## YOUR INSTRUCTIONS
Lines before the one containing "Practice. Identify the green" are left out; copy that line and every later line through the end of the data exactly.

## DATA SUPPLIED

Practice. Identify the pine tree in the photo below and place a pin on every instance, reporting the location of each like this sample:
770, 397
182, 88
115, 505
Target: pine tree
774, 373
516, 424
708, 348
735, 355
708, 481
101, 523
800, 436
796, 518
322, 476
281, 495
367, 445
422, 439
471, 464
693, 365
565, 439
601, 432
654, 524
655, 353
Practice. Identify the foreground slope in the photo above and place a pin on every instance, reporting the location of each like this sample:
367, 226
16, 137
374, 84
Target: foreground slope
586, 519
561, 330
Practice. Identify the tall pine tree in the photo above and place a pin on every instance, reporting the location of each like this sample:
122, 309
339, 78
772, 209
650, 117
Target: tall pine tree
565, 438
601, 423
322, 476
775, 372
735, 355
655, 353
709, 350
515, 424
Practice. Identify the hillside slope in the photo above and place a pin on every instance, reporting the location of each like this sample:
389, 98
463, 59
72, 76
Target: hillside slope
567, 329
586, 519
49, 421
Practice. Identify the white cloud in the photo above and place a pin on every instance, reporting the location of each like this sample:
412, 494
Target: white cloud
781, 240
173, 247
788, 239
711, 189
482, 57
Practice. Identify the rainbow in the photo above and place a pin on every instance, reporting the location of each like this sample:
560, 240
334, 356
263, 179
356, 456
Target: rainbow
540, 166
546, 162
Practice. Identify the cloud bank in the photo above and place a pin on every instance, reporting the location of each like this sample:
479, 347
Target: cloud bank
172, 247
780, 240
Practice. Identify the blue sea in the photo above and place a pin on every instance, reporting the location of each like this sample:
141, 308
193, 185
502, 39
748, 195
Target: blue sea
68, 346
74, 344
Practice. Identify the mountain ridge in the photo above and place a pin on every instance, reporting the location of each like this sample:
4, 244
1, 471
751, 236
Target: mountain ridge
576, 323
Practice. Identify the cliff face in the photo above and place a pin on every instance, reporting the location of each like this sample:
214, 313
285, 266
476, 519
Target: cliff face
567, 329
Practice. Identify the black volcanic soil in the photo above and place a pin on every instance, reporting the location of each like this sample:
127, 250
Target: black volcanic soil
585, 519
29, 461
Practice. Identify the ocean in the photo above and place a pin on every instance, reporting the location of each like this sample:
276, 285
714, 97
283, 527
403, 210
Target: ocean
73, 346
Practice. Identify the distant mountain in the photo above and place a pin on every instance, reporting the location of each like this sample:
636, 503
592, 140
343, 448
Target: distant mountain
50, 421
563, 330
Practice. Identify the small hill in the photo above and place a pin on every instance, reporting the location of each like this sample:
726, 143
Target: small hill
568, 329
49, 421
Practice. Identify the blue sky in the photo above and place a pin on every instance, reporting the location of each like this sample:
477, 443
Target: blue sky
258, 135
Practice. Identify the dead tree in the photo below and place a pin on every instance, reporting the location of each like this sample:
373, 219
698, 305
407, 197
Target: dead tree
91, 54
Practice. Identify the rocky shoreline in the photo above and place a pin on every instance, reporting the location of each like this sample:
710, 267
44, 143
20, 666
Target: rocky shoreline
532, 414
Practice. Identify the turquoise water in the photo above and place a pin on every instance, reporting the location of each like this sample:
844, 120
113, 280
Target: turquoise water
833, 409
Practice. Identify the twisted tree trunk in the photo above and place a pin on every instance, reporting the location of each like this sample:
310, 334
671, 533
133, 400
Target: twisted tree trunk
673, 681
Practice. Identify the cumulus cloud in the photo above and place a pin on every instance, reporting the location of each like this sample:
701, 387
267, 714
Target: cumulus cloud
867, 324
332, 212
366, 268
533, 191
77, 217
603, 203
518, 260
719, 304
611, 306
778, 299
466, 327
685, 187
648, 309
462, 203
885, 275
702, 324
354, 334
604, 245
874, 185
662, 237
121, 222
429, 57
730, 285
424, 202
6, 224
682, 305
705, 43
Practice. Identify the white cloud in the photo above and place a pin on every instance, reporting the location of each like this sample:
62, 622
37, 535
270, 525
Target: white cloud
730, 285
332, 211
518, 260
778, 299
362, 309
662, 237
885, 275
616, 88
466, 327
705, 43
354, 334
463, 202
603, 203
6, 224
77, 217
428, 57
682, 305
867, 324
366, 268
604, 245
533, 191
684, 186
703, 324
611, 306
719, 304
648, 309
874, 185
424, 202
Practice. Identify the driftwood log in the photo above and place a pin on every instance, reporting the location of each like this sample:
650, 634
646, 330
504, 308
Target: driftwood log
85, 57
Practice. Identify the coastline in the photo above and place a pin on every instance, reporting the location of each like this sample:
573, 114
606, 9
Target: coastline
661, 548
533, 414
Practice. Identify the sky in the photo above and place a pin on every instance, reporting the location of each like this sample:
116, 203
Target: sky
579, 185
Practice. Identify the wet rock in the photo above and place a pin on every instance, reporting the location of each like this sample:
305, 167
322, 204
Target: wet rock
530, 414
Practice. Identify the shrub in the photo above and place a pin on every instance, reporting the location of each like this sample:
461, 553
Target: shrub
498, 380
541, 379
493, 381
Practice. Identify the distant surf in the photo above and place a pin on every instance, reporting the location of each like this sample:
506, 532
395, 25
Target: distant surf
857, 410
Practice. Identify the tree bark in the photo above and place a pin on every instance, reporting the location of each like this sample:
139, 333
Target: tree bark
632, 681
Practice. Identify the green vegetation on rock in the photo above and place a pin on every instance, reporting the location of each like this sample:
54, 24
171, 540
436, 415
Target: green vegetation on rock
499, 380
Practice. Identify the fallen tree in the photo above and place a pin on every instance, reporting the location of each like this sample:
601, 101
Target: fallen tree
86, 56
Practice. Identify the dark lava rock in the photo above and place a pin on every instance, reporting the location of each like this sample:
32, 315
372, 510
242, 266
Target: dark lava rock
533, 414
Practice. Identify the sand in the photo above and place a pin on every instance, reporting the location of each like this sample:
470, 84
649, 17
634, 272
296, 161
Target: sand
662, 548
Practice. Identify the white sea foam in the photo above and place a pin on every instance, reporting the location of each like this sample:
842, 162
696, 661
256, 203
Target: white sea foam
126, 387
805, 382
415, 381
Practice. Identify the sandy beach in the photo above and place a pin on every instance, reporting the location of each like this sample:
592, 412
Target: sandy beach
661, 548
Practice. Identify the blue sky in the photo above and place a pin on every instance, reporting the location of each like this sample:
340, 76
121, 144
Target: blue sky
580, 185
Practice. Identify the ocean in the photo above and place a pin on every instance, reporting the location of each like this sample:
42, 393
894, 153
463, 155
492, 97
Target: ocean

## EXERCISE SOLUTION
Practice. Identify the green vegetation on rock in the photo above and place a pin on every instance, reporting the location of each like this sample:
54, 24
171, 540
436, 415
Target: green vegetation on rock
499, 380
Practice. Identify the fallen tree in the photo above and place a pin on every instance, reporting the location of each like this sample:
601, 101
Target: fallen tree
86, 56
Practice. Identify the dark lava rock in the photo above and place a pin on every instance, reporting the location of each like this sample:
32, 315
372, 510
242, 266
Target: dark lava rock
533, 414
Practice. Identify the sand in the photo above and place a pin on every instance, reporting the location of each like this sample:
470, 84
649, 17
634, 272
296, 161
Target: sand
662, 548
Practice. Identify the white sea foam in the photo above and place a pin on every instance, reporting the location of each like this sample:
842, 162
696, 661
256, 203
Target: white sea foam
126, 387
805, 382
415, 381
Practice. Identify the sandy beach in the photo above and place a pin on every instance, reporting the location of each like this sample:
592, 412
Target: sandy beach
661, 548
Practice. Identify the blue sky in the photo above and place a pin on every instance, reporting the location of each like this sample:
340, 76
121, 144
Target: blue sky
580, 185
Practice. Identify the ocean in the photo above and place a pin on every instance, reporting the location of each like this sample:
42, 393
894, 153
463, 155
492, 97
Target: ocean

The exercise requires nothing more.